**Document passage**:

-------

1909 painting by Edward Middleton Manigault

The Rocket is a 1909 oil on canvas painting by Edward Middleton Manigault. It depicts a fireworks display over water, in the fall of 1909 on the Hudson River. The painting shows an intense, almost fauvist color palette. In the middle of a radiant circle of light reflecting on the water, a boat can be seen, filled with people viewing the fireworks from the river.

==Background==
Edward Middleton Manigault (1887–1922) was considered an experimental, visionary artist and today he is seen as an early representative of the Modernist movement from Canada and America. He was born in London, Ontario.

The artist may have been inspired by the sight of firework displays along the Hudson River in the fall of 1909, commemorating Henry Hudson's discovery of the river in 1609 and the launching of Robert Fulton's steamboat Clermont in 1807. This was one of the first steamboats, and the first one to float on the Hudson.

==Painting==
As an artist, Manigault was considered by art historians to have developed a highly personal and original artistic style. Disconnected patches of luminous golden, red and orange colors overflow the canvas, creating the effect of the light of the fireworks showering down over the river; the river in turn acts as a mirror, reflecting the display above. The artist used glowing colors to create a vivid depiction, applying the post-impressionist techniques that he had learnt in the early years of his career.

These post-impressionist techniques had been developed and used during the last years of the 19th century by, among others, artists like Van Gogh and Gauguin, and the pointillist painters Seurat and Signac. The first two artists used bold, vibrant intense colors, while Seurat's pointillism consisted of creating the image by means of colored dots.

-------

**Instructions**:
A – Which painters does the painting article name as having developed post-impressionist techniques in the last years of the 19th century?
B – In the records, swap "trace the outline" for "draw the border" in the lines from the one with "Find the small" through the end of the records, and give only those lines.

-------

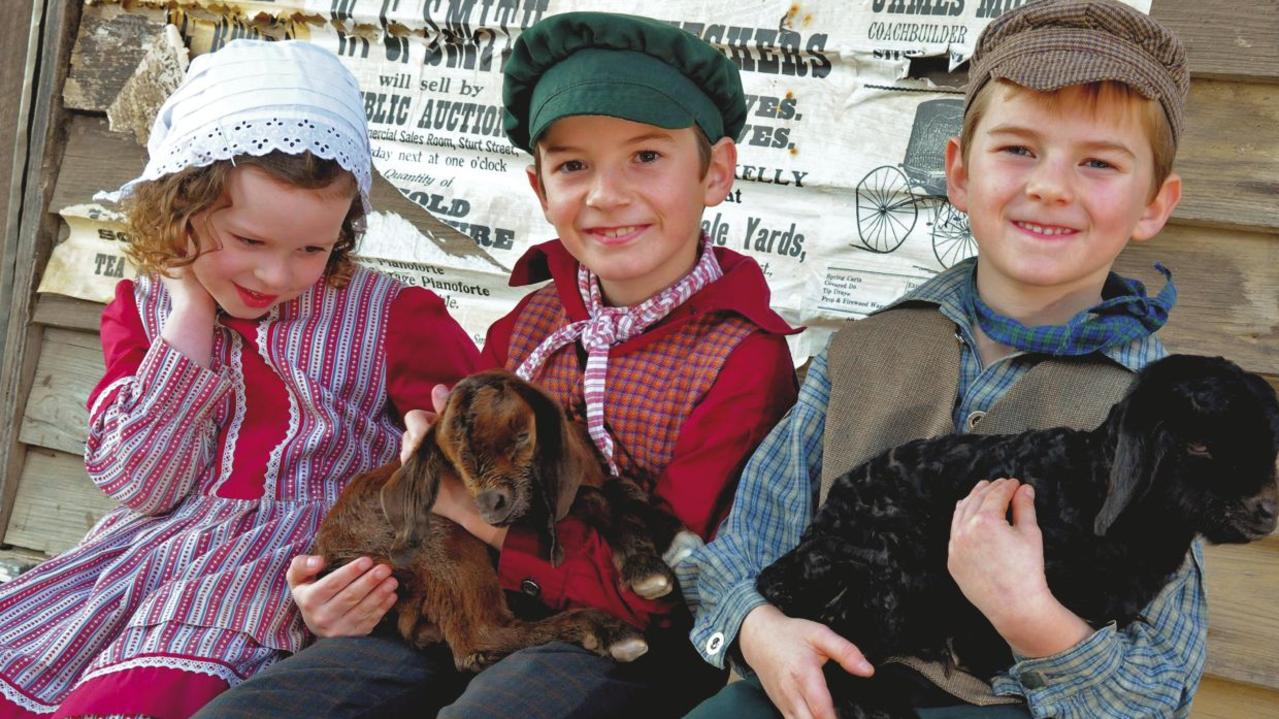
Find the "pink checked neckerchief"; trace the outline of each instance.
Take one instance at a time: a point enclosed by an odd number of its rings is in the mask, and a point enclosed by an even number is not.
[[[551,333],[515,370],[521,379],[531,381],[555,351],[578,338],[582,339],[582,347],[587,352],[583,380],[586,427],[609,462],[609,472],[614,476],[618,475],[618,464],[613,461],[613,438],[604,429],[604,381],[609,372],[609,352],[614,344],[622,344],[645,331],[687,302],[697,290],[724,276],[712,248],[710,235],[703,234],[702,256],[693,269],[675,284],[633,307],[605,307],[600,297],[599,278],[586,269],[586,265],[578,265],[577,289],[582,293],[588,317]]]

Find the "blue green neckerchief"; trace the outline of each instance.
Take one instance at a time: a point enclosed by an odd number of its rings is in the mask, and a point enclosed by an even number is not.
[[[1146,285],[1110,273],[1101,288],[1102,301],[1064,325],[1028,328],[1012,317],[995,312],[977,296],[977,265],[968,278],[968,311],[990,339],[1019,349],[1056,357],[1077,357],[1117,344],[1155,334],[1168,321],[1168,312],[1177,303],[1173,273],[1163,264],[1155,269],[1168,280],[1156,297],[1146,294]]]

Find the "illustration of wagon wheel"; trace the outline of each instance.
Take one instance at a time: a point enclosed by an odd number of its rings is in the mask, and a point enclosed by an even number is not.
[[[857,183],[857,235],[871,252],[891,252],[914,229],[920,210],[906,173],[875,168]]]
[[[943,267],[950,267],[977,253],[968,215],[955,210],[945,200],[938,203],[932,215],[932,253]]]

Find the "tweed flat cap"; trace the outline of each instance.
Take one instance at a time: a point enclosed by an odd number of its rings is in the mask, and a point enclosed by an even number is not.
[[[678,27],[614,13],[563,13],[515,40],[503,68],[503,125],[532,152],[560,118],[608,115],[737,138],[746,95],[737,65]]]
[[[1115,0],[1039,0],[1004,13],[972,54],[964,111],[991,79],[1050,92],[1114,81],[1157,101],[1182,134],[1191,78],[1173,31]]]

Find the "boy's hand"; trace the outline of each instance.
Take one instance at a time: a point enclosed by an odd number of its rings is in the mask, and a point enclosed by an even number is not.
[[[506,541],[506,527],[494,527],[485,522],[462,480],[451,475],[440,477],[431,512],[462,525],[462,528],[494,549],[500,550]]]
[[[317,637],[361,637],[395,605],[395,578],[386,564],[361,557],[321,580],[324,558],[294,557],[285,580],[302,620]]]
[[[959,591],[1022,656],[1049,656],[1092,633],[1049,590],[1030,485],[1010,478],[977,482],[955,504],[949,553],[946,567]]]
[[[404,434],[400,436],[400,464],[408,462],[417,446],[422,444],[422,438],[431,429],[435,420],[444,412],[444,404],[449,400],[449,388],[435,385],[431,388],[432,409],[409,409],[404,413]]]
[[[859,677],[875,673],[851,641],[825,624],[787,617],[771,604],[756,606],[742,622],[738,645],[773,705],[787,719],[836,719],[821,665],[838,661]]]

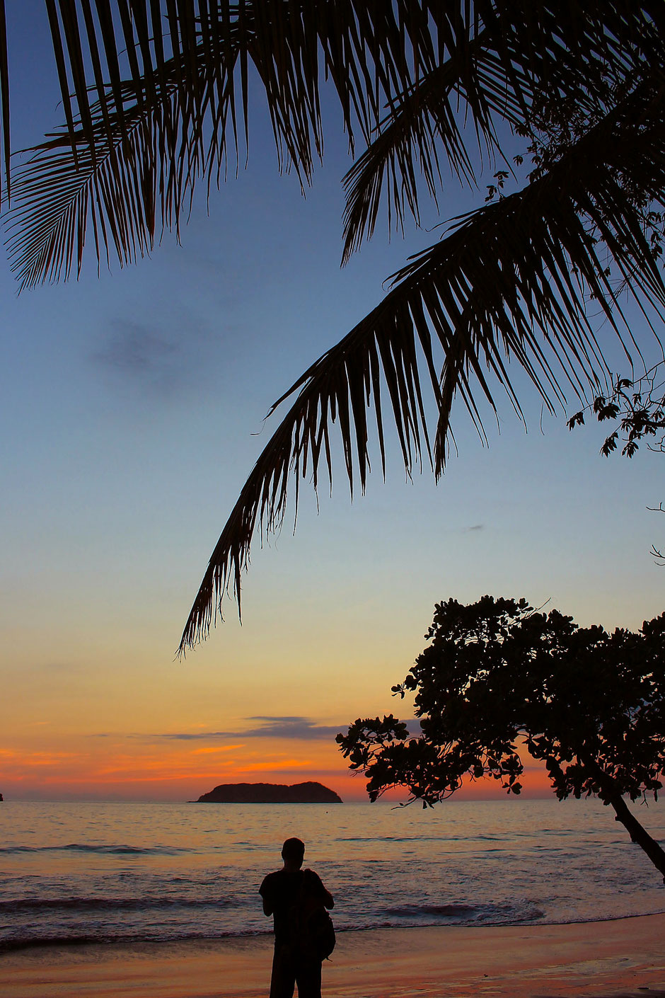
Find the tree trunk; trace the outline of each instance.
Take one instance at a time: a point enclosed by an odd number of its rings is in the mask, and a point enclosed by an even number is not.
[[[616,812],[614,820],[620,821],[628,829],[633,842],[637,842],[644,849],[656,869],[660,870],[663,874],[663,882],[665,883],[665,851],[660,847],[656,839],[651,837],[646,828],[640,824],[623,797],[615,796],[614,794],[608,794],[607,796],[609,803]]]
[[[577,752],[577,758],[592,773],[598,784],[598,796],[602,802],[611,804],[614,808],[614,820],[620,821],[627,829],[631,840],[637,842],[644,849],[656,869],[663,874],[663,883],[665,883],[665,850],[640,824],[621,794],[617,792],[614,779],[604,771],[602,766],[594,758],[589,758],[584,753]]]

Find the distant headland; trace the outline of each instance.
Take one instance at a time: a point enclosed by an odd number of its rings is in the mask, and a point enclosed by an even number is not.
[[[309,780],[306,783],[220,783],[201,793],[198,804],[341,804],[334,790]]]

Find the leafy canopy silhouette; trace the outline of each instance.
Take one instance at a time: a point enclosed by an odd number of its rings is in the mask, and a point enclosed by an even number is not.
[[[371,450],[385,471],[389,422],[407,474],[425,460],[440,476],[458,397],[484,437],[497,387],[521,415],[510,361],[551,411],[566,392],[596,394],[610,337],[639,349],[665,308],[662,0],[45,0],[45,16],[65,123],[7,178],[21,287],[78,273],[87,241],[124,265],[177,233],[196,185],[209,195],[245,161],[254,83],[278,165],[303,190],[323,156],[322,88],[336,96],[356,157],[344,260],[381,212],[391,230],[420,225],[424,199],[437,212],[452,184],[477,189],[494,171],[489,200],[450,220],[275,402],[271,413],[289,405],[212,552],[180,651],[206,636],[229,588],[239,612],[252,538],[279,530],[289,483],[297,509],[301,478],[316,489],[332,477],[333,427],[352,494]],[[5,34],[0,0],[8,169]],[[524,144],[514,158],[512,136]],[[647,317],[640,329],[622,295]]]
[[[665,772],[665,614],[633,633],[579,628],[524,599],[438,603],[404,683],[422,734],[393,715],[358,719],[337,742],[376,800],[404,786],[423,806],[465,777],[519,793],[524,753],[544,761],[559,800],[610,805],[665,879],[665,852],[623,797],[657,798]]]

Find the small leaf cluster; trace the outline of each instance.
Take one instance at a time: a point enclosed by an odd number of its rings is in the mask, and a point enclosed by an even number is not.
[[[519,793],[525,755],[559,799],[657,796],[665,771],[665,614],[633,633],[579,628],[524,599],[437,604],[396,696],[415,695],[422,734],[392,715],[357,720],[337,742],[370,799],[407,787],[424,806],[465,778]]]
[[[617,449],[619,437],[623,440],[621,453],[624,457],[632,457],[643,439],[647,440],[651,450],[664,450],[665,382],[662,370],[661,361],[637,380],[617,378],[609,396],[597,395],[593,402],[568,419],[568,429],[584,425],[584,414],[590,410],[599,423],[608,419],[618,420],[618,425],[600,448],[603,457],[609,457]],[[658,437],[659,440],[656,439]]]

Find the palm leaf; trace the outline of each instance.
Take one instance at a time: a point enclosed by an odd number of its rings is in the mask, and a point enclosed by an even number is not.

-------

**Answers per task**:
A – Van Gogh, Gauguin, Seurat, Signac

B –
Find the small leaf cluster; draw the border of each instance.
Take one instance at a time: a point enclosed by an odd number of its rings is in the mask, and a point enclosed by an even number is not.
[[[519,793],[525,755],[559,799],[657,796],[665,771],[665,614],[633,633],[579,628],[524,599],[437,604],[396,696],[415,695],[422,734],[392,715],[357,720],[337,742],[370,799],[407,787],[424,806],[465,778]]]
[[[617,449],[619,437],[623,440],[621,453],[624,457],[632,457],[643,439],[647,440],[651,450],[664,450],[665,382],[662,370],[661,361],[637,380],[617,378],[609,396],[597,395],[593,402],[568,419],[568,429],[584,425],[584,414],[590,410],[599,423],[608,419],[618,420],[618,425],[600,448],[603,457],[609,457]],[[658,437],[659,440],[656,439]]]

Find the palm leaf; draw the border of each instance.
Take one instance at a time: a point enclosed by an odd number of its rings is in the mask, and a point enclosed by an even number is not.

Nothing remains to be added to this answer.